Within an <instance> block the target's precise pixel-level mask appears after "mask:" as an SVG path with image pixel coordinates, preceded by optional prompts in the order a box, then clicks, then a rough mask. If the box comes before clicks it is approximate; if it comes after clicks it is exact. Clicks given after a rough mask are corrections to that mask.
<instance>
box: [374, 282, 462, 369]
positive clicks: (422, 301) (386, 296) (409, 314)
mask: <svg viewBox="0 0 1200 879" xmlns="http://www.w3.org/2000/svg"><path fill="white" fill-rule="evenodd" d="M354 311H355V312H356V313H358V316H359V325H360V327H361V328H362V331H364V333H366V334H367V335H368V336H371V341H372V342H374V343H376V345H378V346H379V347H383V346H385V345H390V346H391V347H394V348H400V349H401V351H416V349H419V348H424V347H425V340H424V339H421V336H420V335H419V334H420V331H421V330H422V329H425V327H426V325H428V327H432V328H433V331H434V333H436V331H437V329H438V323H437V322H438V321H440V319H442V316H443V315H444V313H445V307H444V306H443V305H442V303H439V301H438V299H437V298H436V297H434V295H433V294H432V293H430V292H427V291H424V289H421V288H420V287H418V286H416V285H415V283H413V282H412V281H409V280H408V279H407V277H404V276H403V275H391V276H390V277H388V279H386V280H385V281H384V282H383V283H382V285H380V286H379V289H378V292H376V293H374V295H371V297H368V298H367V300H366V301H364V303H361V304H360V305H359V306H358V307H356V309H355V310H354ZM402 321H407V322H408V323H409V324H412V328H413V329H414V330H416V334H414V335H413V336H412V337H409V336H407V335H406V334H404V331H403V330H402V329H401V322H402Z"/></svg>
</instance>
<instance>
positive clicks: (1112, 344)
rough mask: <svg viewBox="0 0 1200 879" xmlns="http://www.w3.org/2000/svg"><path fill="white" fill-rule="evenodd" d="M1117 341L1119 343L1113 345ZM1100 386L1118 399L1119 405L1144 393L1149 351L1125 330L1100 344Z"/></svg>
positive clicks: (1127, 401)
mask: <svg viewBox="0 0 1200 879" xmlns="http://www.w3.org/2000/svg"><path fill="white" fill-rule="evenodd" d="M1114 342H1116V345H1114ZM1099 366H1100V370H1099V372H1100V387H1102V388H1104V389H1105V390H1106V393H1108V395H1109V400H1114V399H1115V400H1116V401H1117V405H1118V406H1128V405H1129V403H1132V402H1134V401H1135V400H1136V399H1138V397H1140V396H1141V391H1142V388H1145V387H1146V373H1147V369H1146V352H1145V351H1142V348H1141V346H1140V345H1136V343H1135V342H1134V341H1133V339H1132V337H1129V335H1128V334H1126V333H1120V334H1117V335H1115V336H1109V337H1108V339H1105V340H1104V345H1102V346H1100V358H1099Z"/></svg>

________

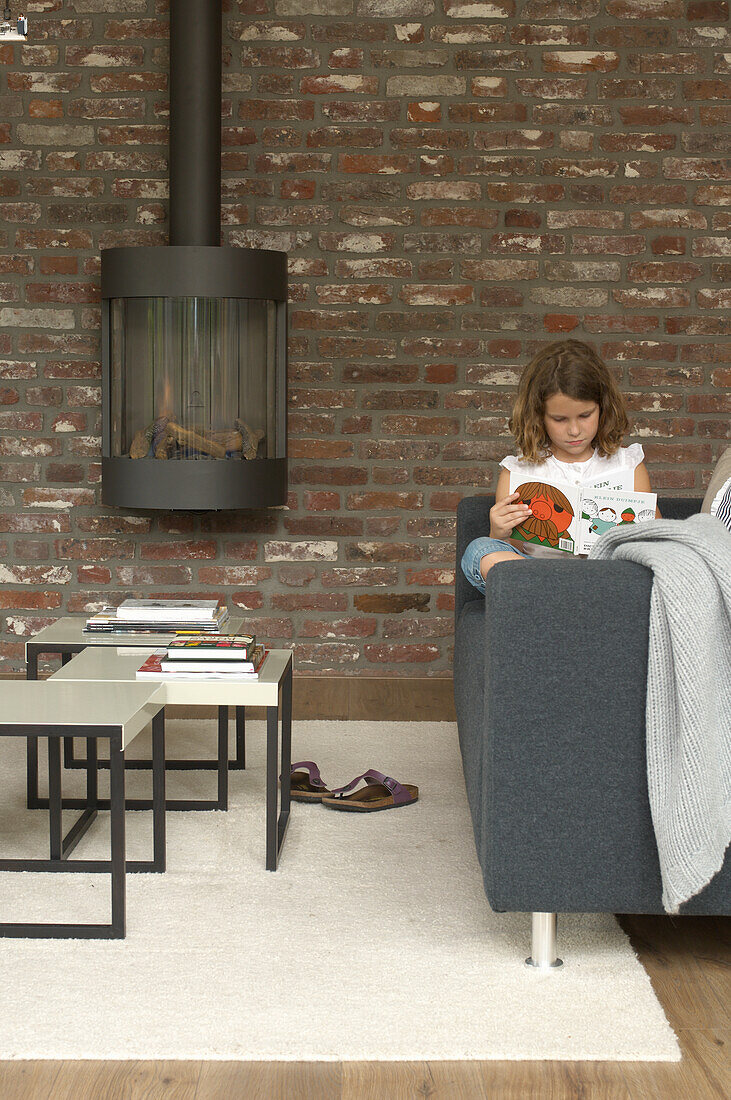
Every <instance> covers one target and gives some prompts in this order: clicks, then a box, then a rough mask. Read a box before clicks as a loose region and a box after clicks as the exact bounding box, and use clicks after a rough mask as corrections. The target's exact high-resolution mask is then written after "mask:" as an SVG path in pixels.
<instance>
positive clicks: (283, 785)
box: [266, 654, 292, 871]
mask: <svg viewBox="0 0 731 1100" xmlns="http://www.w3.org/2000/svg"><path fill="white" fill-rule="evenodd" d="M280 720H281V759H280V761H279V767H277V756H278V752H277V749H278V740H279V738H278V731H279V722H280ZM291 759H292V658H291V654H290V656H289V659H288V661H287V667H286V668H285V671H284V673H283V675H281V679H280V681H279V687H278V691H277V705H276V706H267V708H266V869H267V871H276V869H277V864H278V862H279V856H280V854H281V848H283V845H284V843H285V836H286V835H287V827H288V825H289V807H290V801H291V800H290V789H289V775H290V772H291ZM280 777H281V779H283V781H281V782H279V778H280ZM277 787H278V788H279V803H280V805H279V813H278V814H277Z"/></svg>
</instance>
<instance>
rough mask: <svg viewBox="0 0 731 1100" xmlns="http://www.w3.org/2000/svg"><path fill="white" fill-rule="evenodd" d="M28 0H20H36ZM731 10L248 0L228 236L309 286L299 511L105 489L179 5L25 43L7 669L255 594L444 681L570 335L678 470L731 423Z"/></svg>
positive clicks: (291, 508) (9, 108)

________

● **PROBLEM REQUIREMENTS**:
Find the string "exact" in the material above. Then copy each line that has it.

● **ANSWER TO THE EXERCISE**:
Within an <instance> block the target's precise pixel-level mask appears after "mask:" as an SVG path with image pixel coordinates, preceded by optional prompts in the order a box, then clicks, then a rough mask. If the box comes before clicks it is approximate; if it comes after clicks it is exact. Clicks given after a rough mask are corrections to that mask.
Every <instance> covers one target and gives some prompts in this order: clicks, then a box, then a rough mask. Read a box before clicks as a loose region and a box after clicks as the exact bounding box, and use clicks after a rough mask as corrections. The target's exact high-resolution mask is then written after "mask:" as an SVG path in pixels.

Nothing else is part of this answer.